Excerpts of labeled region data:
═══
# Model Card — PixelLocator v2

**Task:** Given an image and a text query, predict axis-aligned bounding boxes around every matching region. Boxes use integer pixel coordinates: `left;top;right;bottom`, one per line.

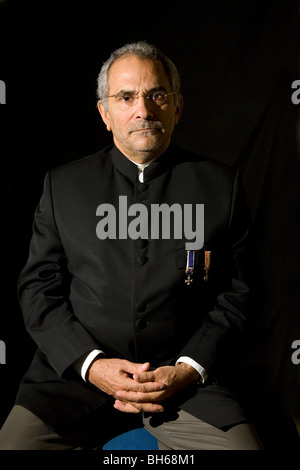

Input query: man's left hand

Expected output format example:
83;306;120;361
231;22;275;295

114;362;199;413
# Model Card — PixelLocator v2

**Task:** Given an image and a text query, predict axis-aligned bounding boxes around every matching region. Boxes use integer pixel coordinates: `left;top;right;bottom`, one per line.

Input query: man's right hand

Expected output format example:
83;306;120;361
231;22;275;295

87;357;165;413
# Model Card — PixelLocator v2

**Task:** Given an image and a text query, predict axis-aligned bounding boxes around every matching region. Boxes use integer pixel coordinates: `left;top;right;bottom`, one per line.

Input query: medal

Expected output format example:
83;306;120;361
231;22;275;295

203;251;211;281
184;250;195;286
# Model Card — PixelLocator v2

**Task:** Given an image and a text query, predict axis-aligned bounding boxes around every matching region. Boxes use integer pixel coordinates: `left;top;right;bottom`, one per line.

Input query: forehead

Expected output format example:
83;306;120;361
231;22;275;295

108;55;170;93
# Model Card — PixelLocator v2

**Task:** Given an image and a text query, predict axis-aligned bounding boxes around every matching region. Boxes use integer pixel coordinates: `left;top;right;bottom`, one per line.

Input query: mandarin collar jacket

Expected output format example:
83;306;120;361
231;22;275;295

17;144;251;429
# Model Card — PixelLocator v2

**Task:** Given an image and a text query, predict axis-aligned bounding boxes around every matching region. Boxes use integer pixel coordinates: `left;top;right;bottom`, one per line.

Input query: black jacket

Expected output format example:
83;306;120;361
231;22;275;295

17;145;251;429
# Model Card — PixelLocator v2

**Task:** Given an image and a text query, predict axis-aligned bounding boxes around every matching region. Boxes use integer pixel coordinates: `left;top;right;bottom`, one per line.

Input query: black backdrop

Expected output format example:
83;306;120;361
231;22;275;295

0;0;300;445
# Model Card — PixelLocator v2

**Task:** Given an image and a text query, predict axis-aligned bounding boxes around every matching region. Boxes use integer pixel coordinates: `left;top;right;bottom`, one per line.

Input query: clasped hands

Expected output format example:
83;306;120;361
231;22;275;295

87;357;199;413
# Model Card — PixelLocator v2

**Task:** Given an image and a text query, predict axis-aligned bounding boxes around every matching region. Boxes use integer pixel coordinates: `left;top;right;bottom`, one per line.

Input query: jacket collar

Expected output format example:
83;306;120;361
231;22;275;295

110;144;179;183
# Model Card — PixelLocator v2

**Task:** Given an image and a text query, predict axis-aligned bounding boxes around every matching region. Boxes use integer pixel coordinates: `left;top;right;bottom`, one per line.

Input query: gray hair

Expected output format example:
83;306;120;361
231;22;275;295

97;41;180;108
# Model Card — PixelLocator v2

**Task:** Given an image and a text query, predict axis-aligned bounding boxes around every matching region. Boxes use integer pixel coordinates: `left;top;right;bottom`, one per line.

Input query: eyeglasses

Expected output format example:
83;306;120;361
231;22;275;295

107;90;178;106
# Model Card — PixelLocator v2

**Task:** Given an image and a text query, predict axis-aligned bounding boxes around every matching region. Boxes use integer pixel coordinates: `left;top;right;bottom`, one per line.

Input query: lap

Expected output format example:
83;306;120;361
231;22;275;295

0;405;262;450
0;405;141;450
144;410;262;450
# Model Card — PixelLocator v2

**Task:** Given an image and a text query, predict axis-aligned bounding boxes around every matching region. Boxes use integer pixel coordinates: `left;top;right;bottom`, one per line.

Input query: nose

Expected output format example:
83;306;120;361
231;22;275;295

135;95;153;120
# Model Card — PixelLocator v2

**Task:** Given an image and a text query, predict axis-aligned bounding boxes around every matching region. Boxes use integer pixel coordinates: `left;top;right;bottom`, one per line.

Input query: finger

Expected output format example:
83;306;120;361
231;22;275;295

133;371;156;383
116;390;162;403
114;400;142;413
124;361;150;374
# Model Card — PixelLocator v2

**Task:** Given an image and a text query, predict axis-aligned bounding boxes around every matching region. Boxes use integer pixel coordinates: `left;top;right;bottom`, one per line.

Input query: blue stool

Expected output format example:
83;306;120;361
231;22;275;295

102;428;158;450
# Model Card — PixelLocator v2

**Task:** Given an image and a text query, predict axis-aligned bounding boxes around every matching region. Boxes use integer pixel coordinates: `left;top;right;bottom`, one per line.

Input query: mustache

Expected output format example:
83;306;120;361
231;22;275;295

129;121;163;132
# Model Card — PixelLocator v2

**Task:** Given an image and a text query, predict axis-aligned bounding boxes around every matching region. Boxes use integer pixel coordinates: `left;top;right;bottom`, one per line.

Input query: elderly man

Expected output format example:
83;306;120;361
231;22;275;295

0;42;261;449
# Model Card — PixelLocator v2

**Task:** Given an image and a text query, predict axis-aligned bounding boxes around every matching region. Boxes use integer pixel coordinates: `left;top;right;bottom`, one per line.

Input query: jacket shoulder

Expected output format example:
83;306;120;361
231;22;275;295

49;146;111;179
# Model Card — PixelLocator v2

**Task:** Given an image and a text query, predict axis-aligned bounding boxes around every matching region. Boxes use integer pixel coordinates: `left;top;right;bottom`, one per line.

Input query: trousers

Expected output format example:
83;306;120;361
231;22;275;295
═══
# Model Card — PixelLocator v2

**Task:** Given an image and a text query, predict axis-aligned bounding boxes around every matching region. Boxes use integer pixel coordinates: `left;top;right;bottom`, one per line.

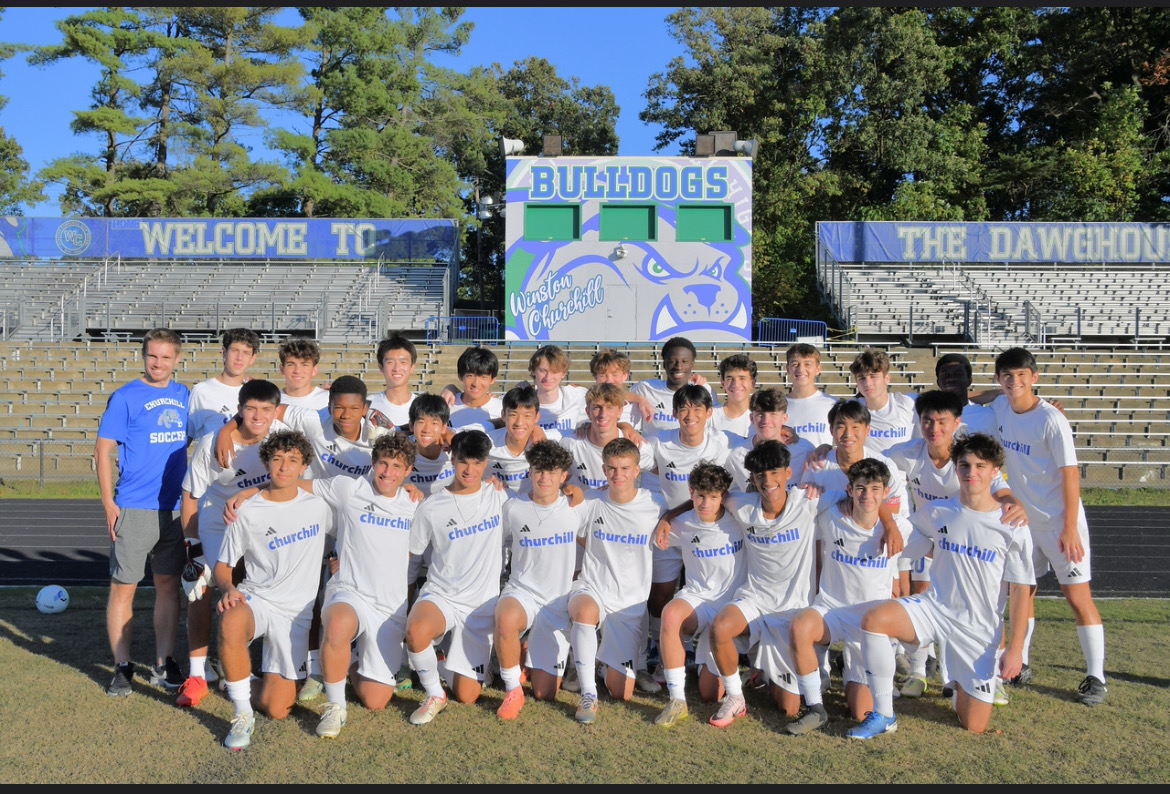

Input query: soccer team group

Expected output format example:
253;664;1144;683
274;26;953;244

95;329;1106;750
═══
* Set task
How many lines in the records contain the word "black"? Reply with the number alone.

* Exercise answer
2